## THE EXERCISE:
Render the entire listing below as a Markdown table with two columns, No. and Line, giving each line its own numbered row and omitting blank lines. Leave the pictures out of the table.

## INPUT MATERIAL:
● ● ● ● ● ● ●

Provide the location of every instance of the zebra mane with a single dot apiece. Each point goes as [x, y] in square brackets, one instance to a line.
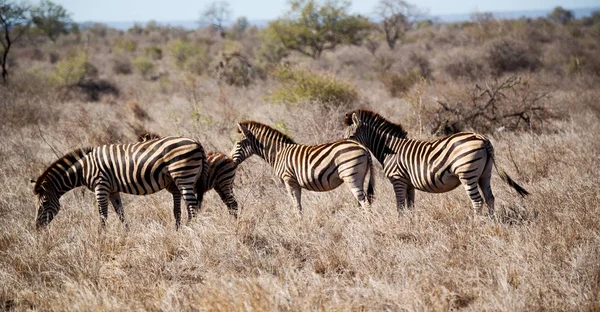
[375, 120]
[147, 136]
[255, 127]
[65, 161]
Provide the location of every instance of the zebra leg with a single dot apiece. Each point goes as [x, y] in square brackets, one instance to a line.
[401, 190]
[187, 192]
[486, 188]
[176, 203]
[410, 197]
[115, 200]
[102, 197]
[472, 189]
[355, 184]
[295, 194]
[177, 208]
[228, 199]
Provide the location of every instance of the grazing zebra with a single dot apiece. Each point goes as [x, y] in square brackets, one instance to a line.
[436, 166]
[171, 163]
[313, 167]
[221, 174]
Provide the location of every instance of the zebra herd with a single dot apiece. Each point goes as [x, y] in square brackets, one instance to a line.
[181, 166]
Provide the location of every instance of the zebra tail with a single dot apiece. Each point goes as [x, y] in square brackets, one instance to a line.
[371, 186]
[503, 175]
[202, 183]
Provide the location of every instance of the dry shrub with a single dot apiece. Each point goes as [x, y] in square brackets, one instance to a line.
[53, 57]
[144, 66]
[299, 84]
[122, 66]
[397, 84]
[507, 55]
[138, 111]
[94, 89]
[513, 103]
[234, 69]
[73, 69]
[153, 52]
[125, 45]
[463, 66]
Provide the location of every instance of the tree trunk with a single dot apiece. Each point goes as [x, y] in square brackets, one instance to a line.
[4, 61]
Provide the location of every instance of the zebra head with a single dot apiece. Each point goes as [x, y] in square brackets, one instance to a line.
[355, 128]
[48, 204]
[245, 146]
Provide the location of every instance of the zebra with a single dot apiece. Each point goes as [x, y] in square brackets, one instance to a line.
[317, 168]
[171, 163]
[431, 166]
[221, 174]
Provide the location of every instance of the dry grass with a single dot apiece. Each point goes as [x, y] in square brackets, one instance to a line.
[541, 254]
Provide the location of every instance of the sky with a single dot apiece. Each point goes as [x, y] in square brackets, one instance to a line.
[184, 10]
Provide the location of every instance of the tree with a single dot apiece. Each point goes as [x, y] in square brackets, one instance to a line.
[52, 19]
[561, 15]
[14, 22]
[311, 28]
[397, 17]
[216, 13]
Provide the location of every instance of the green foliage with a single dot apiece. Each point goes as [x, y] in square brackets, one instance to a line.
[52, 19]
[311, 28]
[153, 52]
[183, 50]
[235, 70]
[236, 31]
[271, 50]
[506, 55]
[144, 66]
[72, 69]
[298, 84]
[561, 15]
[397, 84]
[125, 45]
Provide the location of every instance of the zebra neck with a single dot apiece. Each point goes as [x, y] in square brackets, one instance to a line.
[270, 151]
[385, 146]
[71, 177]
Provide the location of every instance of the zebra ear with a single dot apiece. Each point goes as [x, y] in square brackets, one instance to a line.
[355, 119]
[242, 129]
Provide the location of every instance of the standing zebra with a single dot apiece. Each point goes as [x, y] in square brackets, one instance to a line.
[436, 167]
[171, 163]
[221, 174]
[313, 167]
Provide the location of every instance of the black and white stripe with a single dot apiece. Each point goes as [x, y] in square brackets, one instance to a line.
[313, 167]
[221, 175]
[431, 166]
[171, 163]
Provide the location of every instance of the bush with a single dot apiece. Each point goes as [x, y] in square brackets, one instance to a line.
[122, 66]
[397, 84]
[299, 84]
[125, 44]
[198, 64]
[144, 66]
[72, 69]
[235, 70]
[461, 66]
[182, 51]
[505, 55]
[153, 52]
[514, 104]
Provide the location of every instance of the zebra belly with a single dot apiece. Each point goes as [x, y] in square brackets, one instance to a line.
[149, 187]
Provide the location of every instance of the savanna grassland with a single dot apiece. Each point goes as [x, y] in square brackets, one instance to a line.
[531, 86]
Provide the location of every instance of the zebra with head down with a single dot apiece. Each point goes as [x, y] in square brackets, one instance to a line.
[171, 163]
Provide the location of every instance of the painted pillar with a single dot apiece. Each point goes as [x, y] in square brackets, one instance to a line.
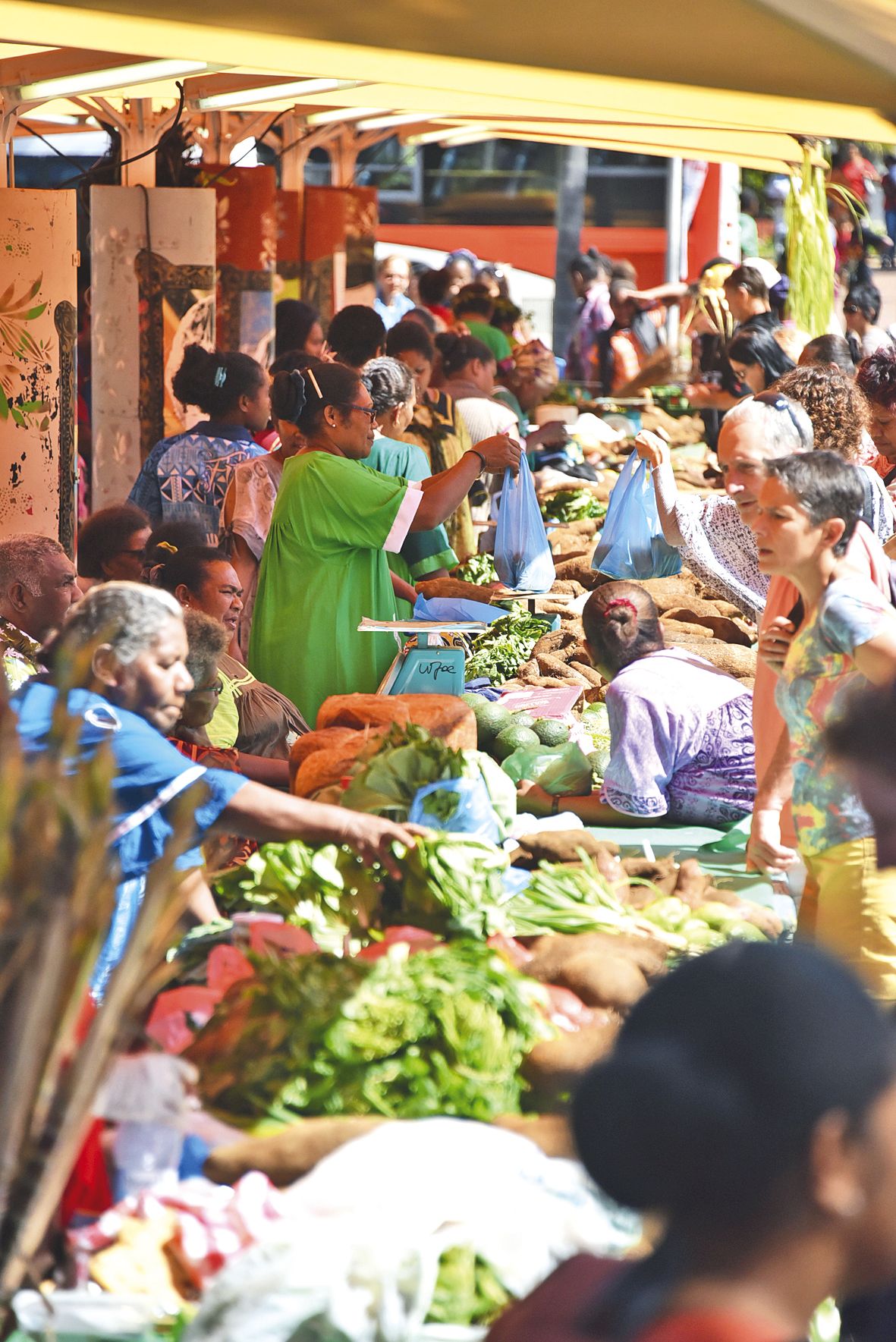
[338, 237]
[153, 293]
[38, 342]
[288, 244]
[247, 230]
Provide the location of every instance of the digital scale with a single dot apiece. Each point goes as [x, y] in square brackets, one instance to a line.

● ● ● ● ● ● ●

## REPLY:
| No. | Line |
|---|---|
| 1 | Provide the location of every instance of the zebra mane with a single dot apiece. Each point goes as [x, y] in square brackets, one instance to a line. |
| 2 | [375, 120] |
| 3 | [147, 136] |
| 4 | [255, 127] |
| 5 | [65, 161] |
| 6 | Provide the location of every instance of the zebra leg with a single dot apiece. Each point goes as [x, y] in square brackets, one instance to a line. |
| 7 | [401, 190] |
| 8 | [187, 192] |
| 9 | [486, 188] |
| 10 | [176, 203] |
| 11 | [410, 197] |
| 12 | [115, 200] |
| 13 | [102, 197] |
| 14 | [472, 189] |
| 15 | [355, 184] |
| 16 | [295, 194] |
| 17 | [177, 208] |
| 18 | [228, 199] |
| 19 | Provide the location of every instance of the grazing zebra with a single dot apiece. Each point goes as [x, y] in square brackets, one instance to a line. |
| 20 | [436, 166] |
| 21 | [171, 163] |
| 22 | [313, 167] |
| 23 | [221, 174] |
| 24 | Provide the location of every instance of the zebra herd with a single dot apiece. Each point goes as [x, y] in square brackets, one instance to a line. |
| 25 | [181, 166] |
| 26 | Provide the location of every instance of the zebra tail with a single dot apiece. Each point goes as [x, y] in square brackets, one instance to a line. |
| 27 | [371, 186] |
| 28 | [503, 175] |
| 29 | [202, 183] |
| 30 | Provide the location of every instance of the dry shrub with a single dot apiece. Each point goes as [x, y] in square brackets, one instance to a line. |
| 31 | [53, 57] |
| 32 | [144, 66] |
| 33 | [299, 84] |
| 34 | [122, 66] |
| 35 | [397, 84] |
| 36 | [507, 55] |
| 37 | [138, 111] |
| 38 | [94, 89] |
| 39 | [513, 103] |
| 40 | [234, 69] |
| 41 | [73, 69] |
| 42 | [153, 52] |
| 43 | [125, 45] |
| 44 | [463, 66] |
| 45 | Provide the location of every instance of the tree trunk with a single dot apiece. Each point goes as [x, y] in square brackets, one instance to a line. |
| 46 | [4, 61] |
| 47 | Provide the location of every instance of the zebra head with a single dot apiece. Each point goes as [x, y] in square brackets, one instance to a line. |
| 48 | [355, 128] |
| 49 | [48, 204] |
| 50 | [245, 146] |
| 51 | Provide the location of every instance of the zebra with a single dot apiece. Each point goes as [x, y] in square brackets, one instance to a line. |
| 52 | [317, 168] |
| 53 | [171, 163] |
| 54 | [431, 166] |
| 55 | [221, 174] |
| 56 | Provide the location of every instance of the dry grass with a single dot apiece. Each point goes as [x, y] in square brackets, one instance to a line. |
| 57 | [541, 254] |
| 58 | Provide the location of every instance of the sky with a single dot apiece. Each point goes as [x, y] in square brackets, one instance to a line. |
| 59 | [184, 10] |
| 60 | Provide the location of every instance of the tree with a single dot apiece. Each point goes as [x, y] in square brackets, one instance to a line. |
| 61 | [52, 19] |
| 62 | [561, 15] |
| 63 | [14, 22] |
| 64 | [311, 28] |
| 65 | [397, 17] |
| 66 | [216, 13] |
| 67 | Provide the location of every instance of the green foliage with a single dot apiece. Each point goes as [x, y] in square brackets, one instance to a line. |
| 68 | [52, 19] |
| 69 | [311, 28] |
| 70 | [153, 52] |
| 71 | [183, 50] |
| 72 | [235, 70] |
| 73 | [236, 31] |
| 74 | [271, 50] |
| 75 | [506, 55] |
| 76 | [144, 66] |
| 77 | [72, 69] |
| 78 | [298, 84] |
| 79 | [561, 15] |
| 80 | [397, 84] |
| 81 | [125, 45] |
| 82 | Provide the location of every instance of the zebra neck with a single dot apiece. Each point goes as [x, y] in square brackets, one instance to a line. |
| 83 | [270, 151] |
| 84 | [385, 146] |
| 85 | [71, 177] |
| 86 | Provide the location of every instance of the zebra ear with a single dot apiece. Each point goes as [x, y] in square brackets, one instance to a line. |
| 87 | [355, 119] |
| 88 | [242, 129] |
| 89 | Provide the location of every instance of the standing zebra with a single dot apiece. Each point goes as [x, y] in square brackets, one instance to a line. |
| 90 | [436, 167] |
| 91 | [171, 163] |
| 92 | [221, 174] |
| 93 | [313, 167] |
| 94 | Provide the location of every instance of the black and white stripe with a single dot apiece. Each point goes as [x, y] in square brackets, one instance to a line. |
| 95 | [313, 167] |
| 96 | [221, 175] |
| 97 | [431, 166] |
| 98 | [171, 163] |
| 99 | Provide the location of every instance of the bush with a single dot apiece. Each point goes as [x, y] in square brackets, one instance to a line. |
| 100 | [122, 66] |
| 101 | [397, 84] |
| 102 | [299, 84] |
| 103 | [125, 44] |
| 104 | [198, 64] |
| 105 | [144, 66] |
| 106 | [72, 69] |
| 107 | [235, 70] |
| 108 | [461, 66] |
| 109 | [182, 51] |
| 110 | [505, 55] |
| 111 | [153, 52] |
| 112 | [514, 104] |
| 113 | Provide the location of every instance of the zebra belly with a single dot apiece. Each point goes as [x, y] in square brackets, one instance to a line. |
| 114 | [149, 187] |
| 115 | Provide the location of every instance of the savanna grassland with a single dot apiece. Each point goes as [x, y] in square brackets, one instance to a line. |
| 116 | [531, 86] |
| 117 | Provide the location of every instance of the zebra with head down with a single dot apiece. Each point goes as [x, y] in square brackets, one instance to a line. |
| 118 | [171, 163] |
| 119 | Provide the location of every instance of the painted pillar with a single dot apiece. Each point goes as [x, y] in square brackets, one instance to a line. |
| 120 | [338, 237] |
| 121 | [153, 293] |
| 122 | [38, 342] |
| 123 | [288, 244] |
| 124 | [247, 230] |
| 125 | Provide the location of every instance of the digital scale with a single dot apiece. Each point goes as [x, y] in square brackets, one instance to a line. |